- **Obiettivo del compito**:
Riscrivi il passo del testo su santa Valeria da "Nell’anno ’61 Anatalone" a "certa fama locale.", sostituendo "Caio" con "Gaio".

- **Segmento di testo**:
La storia ha conservato ben poco della vita di S. Valeria, che risale ai primi tempi del cristianesimo.

A Roma l’apostolo Pietro reggeva la chiesa e a Milano la comunità cristiana, guidata dal greco San Anatalone, era ancora agli inizi.

Nell’anno ’61 Anatalone lascia la guida della comunità al suo condiscepolo ed amico Caio, romano di nascita che con la santità della sua vita contribuì a propagare il cristianesimo e a difenderlo coraggiosamente. Infatti, essere cristiano allora, voleva dire essere un eroe, un martire.

Non per questo, però, mancavano coraggiose testimonianze dei cristiani che, con il loro esempio, riuscivano a convertire molti idolatri che rinunciavano alle loro false divinità.

Il Santo Vescovo Caio, con la sua guida illuminata dalla luce del Vangelo, non solo riuscì ad attrarre a sé molte persone di umile condizione ma anche membri di famiglie illustri che godevano di una certa fama locale.

- **Voci di dati salvate**:
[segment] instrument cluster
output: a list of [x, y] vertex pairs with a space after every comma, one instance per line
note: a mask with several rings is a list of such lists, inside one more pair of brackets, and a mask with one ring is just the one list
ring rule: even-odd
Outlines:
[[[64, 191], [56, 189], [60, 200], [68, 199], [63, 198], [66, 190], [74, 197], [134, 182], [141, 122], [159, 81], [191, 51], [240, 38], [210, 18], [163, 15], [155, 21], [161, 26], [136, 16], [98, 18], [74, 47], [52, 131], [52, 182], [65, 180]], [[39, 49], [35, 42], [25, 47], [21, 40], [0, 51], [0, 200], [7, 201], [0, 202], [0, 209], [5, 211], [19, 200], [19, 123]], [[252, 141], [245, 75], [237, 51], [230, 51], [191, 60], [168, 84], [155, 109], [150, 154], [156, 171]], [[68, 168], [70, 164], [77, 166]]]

- **Risultato del compito**:
Nell’anno ’61 Anatalone lascia la guida della comunità al suo condiscepolo ed amico Gaio, romano di nascita che con la santità della sua vita contribuì a propagare il cristianesimo e a difenderlo coraggiosamente. Infatti, essere cristiano allora, voleva dire essere un eroe, un martire.

Non per questo, però, mancavano coraggiose testimonianze dei cristiani che, con il loro esempio, riuscivano a convertire molti idolatri che rinunciavano alle loro false divinità.

Il Santo Vescovo Gaio, con la sua guida illuminata dalla luce del Vangelo, non solo riuscì ad attrarre a sé molte persone di umile condizione ma anche membri di famiglie illustri che godevano di una certa fama locale.